■ **Instructions for the task**
In the rows below, find each line that includes the word "kissing" and copy those lines.

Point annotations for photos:
+ + + +

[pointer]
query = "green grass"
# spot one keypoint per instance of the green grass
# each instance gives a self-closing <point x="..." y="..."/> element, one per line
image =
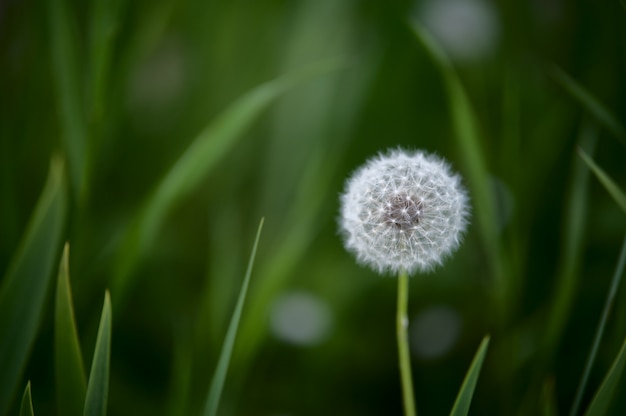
<point x="150" y="137"/>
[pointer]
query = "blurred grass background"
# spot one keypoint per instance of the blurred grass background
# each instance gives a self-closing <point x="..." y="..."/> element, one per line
<point x="122" y="89"/>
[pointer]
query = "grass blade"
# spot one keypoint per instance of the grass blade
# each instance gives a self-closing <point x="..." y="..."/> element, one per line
<point x="196" y="162"/>
<point x="69" y="370"/>
<point x="103" y="30"/>
<point x="217" y="384"/>
<point x="608" y="306"/>
<point x="467" y="135"/>
<point x="98" y="387"/>
<point x="26" y="409"/>
<point x="596" y="109"/>
<point x="572" y="241"/>
<point x="606" y="181"/>
<point x="464" y="399"/>
<point x="601" y="402"/>
<point x="26" y="282"/>
<point x="67" y="78"/>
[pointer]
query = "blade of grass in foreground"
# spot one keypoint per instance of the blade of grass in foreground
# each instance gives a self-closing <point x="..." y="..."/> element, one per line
<point x="26" y="282"/>
<point x="26" y="409"/>
<point x="467" y="135"/>
<point x="606" y="181"/>
<point x="601" y="402"/>
<point x="196" y="162"/>
<point x="589" y="102"/>
<point x="608" y="306"/>
<point x="69" y="370"/>
<point x="98" y="387"/>
<point x="217" y="384"/>
<point x="464" y="399"/>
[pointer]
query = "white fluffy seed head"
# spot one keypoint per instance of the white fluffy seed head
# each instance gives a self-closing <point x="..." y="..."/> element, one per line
<point x="403" y="211"/>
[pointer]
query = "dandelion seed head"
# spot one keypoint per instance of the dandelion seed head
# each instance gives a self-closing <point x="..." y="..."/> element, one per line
<point x="403" y="211"/>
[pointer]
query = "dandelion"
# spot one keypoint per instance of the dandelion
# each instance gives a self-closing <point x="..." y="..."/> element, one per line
<point x="403" y="211"/>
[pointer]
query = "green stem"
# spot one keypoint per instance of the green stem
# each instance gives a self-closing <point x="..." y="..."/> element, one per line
<point x="402" y="323"/>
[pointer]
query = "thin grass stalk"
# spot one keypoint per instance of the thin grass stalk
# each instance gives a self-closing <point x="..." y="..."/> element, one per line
<point x="402" y="323"/>
<point x="608" y="306"/>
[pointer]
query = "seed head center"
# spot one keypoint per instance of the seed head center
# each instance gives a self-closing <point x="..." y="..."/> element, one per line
<point x="403" y="211"/>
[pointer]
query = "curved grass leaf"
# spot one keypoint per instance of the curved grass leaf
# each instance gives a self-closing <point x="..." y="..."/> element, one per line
<point x="217" y="384"/>
<point x="606" y="181"/>
<point x="464" y="399"/>
<point x="596" y="109"/>
<point x="601" y="402"/>
<point x="196" y="162"/>
<point x="67" y="78"/>
<point x="467" y="137"/>
<point x="69" y="370"/>
<point x="98" y="387"/>
<point x="26" y="409"/>
<point x="608" y="306"/>
<point x="26" y="282"/>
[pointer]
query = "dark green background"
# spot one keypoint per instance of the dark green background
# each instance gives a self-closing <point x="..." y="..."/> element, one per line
<point x="175" y="65"/>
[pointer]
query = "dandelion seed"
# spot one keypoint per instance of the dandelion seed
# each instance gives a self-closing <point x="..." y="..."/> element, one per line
<point x="403" y="211"/>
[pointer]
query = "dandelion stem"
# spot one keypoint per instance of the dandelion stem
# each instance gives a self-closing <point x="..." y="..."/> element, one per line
<point x="402" y="323"/>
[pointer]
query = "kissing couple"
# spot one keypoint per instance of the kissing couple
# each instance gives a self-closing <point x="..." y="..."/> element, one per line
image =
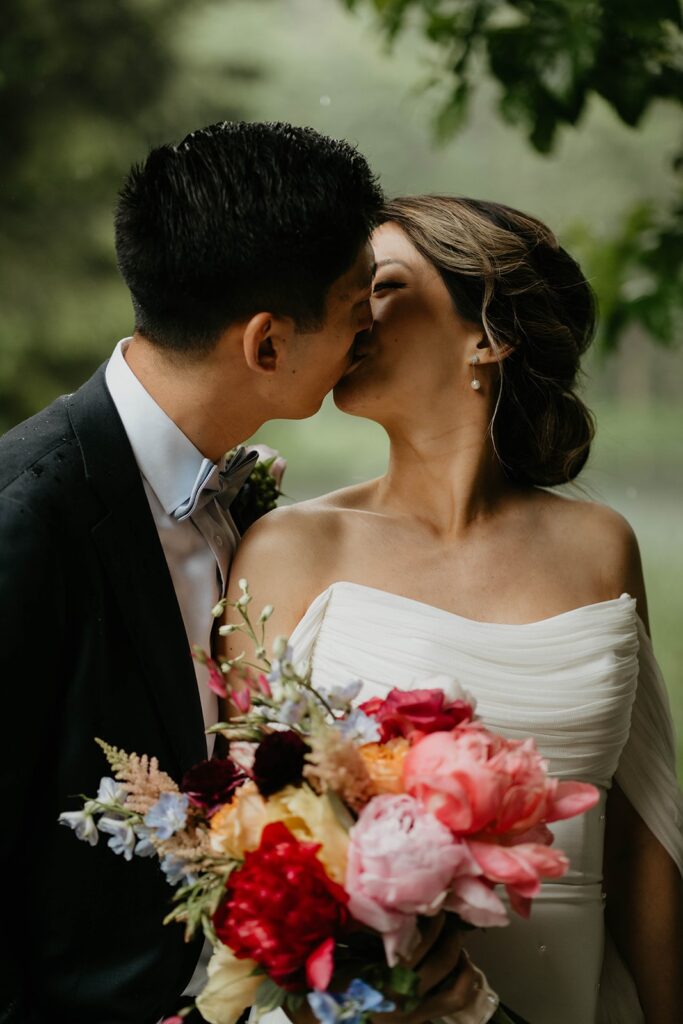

+ + + +

■ **Solution**
query = "kissing couple"
# spot one keypoint per instance of the kissing couple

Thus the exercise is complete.